Re: throttling reweight-by-utilization

Sage Weil <sage@xxxxxxxxxxxx> · Mon, 18 Jan 2016 09:06:19 -0500 (EST)

On Mon, 18 Jan 2016, Dan van der Ster wrote:
> Hi,
> 
> I'd like to propose a few changes to reweight-by-utilization which
> will make it significantly less scary:
> 
> 1. Change reweight-by-utilization to run in "dry run" -- display only
> -- mode unless an admin runs with  --yes-i-really-really-mean-it. This
> way admins can see what will be reweighted before committing to any
> changes.

I think this piece is key, and there is a lot we might do here to make 
this more informative.  In particular, we have the (approx) sizes of each 
PG(*) and can calculate their mapping after the proposed change, which 
means we could show the min/max utilization, standard deviation, and/or 
number of nearfull or full OSDs before and after.

* Almost... we don't really know how many bytes of key/value omap data are 
consumed.  So we could either go by the user data accounting, which is a 
lower bound, or average the OSD utilization by the PGs it stores 
(averaging pools together), or try do the same for just the difference 
(which would presumably be omap data + overall overhead).

# [Written instruction A]
Reproduce the part of the reweight-by-utilization message above, from "I think this" down to "before and after.".

# [Supplied entries]
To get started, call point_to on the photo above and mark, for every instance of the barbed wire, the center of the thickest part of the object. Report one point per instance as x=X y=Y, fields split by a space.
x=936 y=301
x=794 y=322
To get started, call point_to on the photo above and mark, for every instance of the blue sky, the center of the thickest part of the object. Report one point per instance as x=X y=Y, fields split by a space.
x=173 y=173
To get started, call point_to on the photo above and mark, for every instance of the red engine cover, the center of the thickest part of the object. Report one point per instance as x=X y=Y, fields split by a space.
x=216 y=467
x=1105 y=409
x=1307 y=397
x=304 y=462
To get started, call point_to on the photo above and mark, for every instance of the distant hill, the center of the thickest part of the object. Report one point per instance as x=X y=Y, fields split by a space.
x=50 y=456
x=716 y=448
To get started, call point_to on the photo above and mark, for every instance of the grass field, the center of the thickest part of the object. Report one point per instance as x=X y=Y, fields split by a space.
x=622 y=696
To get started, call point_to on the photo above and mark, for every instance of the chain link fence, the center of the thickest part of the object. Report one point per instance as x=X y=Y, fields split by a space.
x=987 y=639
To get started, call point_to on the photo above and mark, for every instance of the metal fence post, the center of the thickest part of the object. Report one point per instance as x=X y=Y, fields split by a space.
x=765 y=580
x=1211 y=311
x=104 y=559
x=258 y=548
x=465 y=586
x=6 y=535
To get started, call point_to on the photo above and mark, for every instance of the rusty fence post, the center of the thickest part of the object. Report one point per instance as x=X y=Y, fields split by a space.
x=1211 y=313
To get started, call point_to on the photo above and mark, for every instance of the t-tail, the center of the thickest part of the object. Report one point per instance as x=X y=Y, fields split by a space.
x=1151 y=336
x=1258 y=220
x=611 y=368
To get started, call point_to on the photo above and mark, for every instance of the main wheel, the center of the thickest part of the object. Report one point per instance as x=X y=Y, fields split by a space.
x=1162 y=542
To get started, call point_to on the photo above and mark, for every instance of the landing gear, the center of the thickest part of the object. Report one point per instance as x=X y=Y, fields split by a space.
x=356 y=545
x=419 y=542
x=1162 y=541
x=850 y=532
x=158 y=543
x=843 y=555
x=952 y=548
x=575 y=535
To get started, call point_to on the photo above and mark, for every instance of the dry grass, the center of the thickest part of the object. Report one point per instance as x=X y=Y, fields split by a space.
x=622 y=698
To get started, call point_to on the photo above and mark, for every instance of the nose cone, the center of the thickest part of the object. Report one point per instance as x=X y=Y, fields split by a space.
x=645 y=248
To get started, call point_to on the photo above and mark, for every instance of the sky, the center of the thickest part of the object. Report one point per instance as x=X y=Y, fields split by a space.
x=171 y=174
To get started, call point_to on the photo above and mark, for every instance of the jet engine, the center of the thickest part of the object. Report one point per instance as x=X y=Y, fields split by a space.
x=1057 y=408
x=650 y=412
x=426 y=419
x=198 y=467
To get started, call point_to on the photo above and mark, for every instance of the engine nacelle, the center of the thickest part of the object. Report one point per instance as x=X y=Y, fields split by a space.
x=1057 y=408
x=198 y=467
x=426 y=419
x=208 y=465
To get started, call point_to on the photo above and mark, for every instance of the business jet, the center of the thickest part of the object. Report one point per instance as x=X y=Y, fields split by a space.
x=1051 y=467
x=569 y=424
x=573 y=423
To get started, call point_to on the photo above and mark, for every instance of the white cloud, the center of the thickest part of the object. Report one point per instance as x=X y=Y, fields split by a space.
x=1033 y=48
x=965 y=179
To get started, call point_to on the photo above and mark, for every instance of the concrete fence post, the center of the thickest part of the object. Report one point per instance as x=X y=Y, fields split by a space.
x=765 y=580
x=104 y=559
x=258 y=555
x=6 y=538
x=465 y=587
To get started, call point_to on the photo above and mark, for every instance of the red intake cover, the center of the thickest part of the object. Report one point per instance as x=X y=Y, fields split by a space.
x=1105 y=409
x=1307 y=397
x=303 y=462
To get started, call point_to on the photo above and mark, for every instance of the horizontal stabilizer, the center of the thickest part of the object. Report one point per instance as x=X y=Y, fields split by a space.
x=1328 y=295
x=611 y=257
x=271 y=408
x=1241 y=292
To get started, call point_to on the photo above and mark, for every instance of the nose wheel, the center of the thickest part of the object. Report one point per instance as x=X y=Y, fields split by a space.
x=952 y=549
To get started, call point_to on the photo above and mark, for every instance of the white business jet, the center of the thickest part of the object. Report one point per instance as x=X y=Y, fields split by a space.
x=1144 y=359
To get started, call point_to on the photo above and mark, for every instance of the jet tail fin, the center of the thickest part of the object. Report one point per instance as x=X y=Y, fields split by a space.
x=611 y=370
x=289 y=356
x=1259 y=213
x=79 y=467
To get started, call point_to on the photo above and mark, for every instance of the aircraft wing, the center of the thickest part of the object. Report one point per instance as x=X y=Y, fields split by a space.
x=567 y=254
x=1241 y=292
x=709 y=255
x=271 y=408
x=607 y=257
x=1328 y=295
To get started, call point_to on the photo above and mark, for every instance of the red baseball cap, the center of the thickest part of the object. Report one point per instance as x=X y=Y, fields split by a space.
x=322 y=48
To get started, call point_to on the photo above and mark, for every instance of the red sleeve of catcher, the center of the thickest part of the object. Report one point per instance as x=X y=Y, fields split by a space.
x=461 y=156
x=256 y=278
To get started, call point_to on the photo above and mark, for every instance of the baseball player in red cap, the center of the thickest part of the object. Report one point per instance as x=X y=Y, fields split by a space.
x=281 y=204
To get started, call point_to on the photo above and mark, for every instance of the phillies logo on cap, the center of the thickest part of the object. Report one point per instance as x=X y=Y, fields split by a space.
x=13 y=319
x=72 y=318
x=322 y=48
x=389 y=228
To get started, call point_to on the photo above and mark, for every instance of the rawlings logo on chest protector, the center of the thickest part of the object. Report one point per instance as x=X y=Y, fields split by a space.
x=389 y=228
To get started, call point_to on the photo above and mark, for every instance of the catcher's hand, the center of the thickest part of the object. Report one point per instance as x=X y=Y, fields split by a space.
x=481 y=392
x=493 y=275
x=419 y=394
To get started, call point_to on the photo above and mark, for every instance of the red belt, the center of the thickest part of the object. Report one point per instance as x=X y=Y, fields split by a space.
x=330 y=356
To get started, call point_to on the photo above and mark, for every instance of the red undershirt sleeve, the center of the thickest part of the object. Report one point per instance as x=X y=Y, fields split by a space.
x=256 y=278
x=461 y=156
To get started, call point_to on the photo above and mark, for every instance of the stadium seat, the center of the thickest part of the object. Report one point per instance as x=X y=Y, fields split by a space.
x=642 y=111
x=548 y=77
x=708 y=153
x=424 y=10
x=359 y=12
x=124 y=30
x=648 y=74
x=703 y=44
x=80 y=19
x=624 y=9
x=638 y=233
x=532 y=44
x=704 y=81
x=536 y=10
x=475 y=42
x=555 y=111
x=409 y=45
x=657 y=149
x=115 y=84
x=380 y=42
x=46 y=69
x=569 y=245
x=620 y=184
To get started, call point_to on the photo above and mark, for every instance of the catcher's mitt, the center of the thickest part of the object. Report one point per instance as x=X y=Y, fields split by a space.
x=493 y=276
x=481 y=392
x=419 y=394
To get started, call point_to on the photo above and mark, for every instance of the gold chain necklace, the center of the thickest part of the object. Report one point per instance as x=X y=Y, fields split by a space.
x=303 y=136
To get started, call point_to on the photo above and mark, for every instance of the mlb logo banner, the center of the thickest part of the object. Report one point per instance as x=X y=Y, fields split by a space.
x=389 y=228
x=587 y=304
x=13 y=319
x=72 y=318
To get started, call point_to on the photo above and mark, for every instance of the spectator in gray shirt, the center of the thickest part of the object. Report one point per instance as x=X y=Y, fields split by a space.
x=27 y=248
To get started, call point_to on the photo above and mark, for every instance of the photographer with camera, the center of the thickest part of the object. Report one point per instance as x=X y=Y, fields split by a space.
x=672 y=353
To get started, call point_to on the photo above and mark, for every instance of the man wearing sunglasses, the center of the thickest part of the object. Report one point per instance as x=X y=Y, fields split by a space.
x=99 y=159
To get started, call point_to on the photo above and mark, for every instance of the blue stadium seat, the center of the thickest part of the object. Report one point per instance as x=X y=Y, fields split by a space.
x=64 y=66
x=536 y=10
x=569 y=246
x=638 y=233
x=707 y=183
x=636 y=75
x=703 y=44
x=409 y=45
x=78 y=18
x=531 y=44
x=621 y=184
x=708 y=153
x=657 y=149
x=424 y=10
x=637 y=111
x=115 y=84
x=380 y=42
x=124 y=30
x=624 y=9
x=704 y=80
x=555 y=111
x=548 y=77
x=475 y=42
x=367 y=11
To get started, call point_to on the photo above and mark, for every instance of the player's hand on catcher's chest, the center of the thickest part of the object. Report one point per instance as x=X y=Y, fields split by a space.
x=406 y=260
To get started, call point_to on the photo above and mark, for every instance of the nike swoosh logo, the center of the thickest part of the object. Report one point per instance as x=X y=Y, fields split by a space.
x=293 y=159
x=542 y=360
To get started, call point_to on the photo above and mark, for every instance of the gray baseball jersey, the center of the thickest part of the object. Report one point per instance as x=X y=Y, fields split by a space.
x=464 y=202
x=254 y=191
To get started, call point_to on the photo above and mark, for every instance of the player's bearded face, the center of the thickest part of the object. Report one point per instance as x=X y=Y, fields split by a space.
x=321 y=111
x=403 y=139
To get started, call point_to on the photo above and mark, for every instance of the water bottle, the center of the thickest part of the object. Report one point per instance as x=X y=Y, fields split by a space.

# [Written instruction B]
Transcribe the lines of the records above, from the line containing "of the distant" down to the line containing "x=622 y=698", both lines included.

# [Result A]
I think this piece is key, and there is a lot we might do here to make 
this more informative.  In particular, we have the (approx) sizes of each 
PG(*) and can calculate their mapping after the proposed change, which 
means we could show the min/max utilization, standard deviation, and/or 
number of nearfull or full OSDs before and after.

# [Result B]
To get started, call point_to on the photo above and mark, for every instance of the distant hill, the center of the thickest part of the object. Report one point per instance as x=X y=Y, fields split by a space.
x=50 y=456
x=716 y=448
To get started, call point_to on the photo above and mark, for every instance of the grass field, the center of the thickest part of the object. Report one point per instance as x=X y=Y, fields split by a space.
x=622 y=696
To get started, call point_to on the photo above and mark, for every instance of the chain link fence, the center of the thickest part of the object. Report one point per instance as x=X y=Y, fields split by a space.
x=987 y=639
To get started, call point_to on the photo above and mark, for every instance of the metal fence post, the center of the thickest part of the object. Report one point per instance as x=X y=Y, fields split by a space.
x=765 y=580
x=1211 y=311
x=104 y=559
x=258 y=548
x=465 y=586
x=6 y=535
To get started, call point_to on the photo above and mark, for every instance of the rusty fence post, the center of the thickest part of the object. Report one point per instance as x=X y=Y, fields split by a space.
x=1211 y=313
To get started, call point_to on the photo above and mark, for every instance of the t-tail, the center of the thickest part of the object. Report one point per instance as x=X y=Y, fields split by a space.
x=1151 y=336
x=1258 y=220
x=611 y=368
To get started, call point_to on the photo above and mark, for every instance of the main wheel, the center of the thickest part of the object. Report one point per instance as x=X y=Y, fields split by a space.
x=1162 y=542
To get started, call point_to on the photo above and mark, for every instance of the landing gear, the center of the thickest part of the object. Report one point per instance as x=X y=Y, fields split by a space.
x=356 y=545
x=419 y=542
x=1162 y=541
x=850 y=532
x=158 y=543
x=843 y=555
x=952 y=548
x=575 y=535
To get started, call point_to on the photo above and mark, for every instance of the dry grass, the center of the thickest part of the object. Report one point per instance as x=X y=Y, fields split by a space.
x=622 y=698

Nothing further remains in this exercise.